Beda ladang, beda
belalang. Ramadan di Jerman tidak semeriah Ramadan di Indonesia. Semuanya biasa
saja, tidak ada panggilan sahur yang membangunkan orang-orang, tidak ada
doa-doa menjelang berbuka yang ditampilkan di siaran TV lokal, tidak ada
petasan, tidak ada yang istimewa. Itu yang saya alami tahun ini, mengikuti
sebuah summer school di Freiburg, kota
bagian selatan Jerman- membuat saya –akhirnya untuk pertama kali dalam hidup- menjalankan
Ramadan jauh dari tanah kelahiran.
Jika di Indonesia puasa
berlangsung selama kurang lebih 14 jam, maka di Jerman, puasa bisa sampai 19
jam. Hal itu karena jika Ramadan bertepatan dengan musim panas, maka siang akan
sangat panjang. Bayangkan saja, matahari sudah terbit pukul 2.30 am dan baru
terbenam pukul 9.30 pm. Sebagai orang Indonesia yang tidak terbiasa dengan hal
seperti ini, tentu hanya niat dan semangat yang membuat saya masih bertahan
puasa sampai saat ini.
Malam terlampau
singkat, alokasi waktu ibadah saat matahari terbenam harus diatur sedemikian
rupa. Waktu antara berbuka,makan malam, shalat tarawih, tahajjud, dan sahur
betul-betul seperti dilakukan dalam satu waktu, belum lagi waktu untuk tidur.

━━━━━━━━━━━━━━━━━━━━

TUGAS TERTULIS.
A) Tuliskan ulang bagian teks tentang Ramadan di Jerman, mulai dari "Jika di Indonesia" sampai "sampai saat ini.", tanpa mengubah apa pun.
B) Dari teks tentang Ramadan di Jerman, sebutkan semua kegiatan yang waktunya terasa seperti dilakukan dalam satu waktu.

MATERI TERKUMPUL.
━━━━━━━━━━━━━━━━━━━━

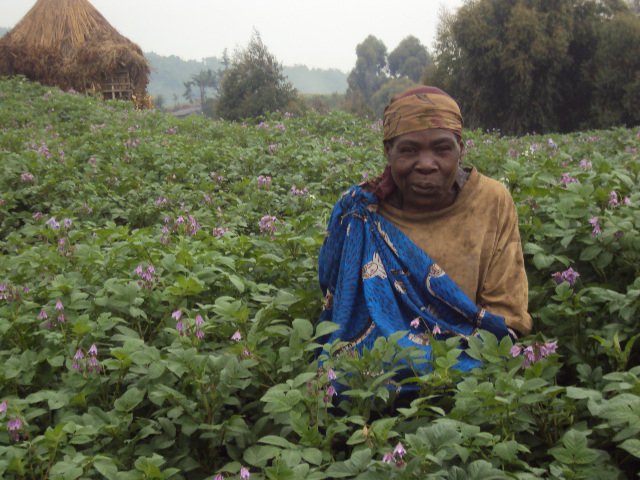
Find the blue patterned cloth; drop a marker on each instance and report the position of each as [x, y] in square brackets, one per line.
[377, 282]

━━━━━━━━━━━━━━━━━━━━

JAWABAN TERTULIS.
A)
Jika di Indonesia puasa
berlangsung selama kurang lebih 14 jam, maka di Jerman, puasa bisa sampai 19
jam. Hal itu karena jika Ramadan bertepatan dengan musim panas, maka siang akan
sangat panjang. Bayangkan saja, matahari sudah terbit pukul 2.30 am dan baru
terbenam pukul 9.30 pm. Sebagai orang Indonesia yang tidak terbiasa dengan hal
seperti ini, tentu hanya niat dan semangat yang membuat saya masih bertahan
puasa sampai saat ini.

B) berbuka, makan malam, shalat tarawih, tahajjud, sahur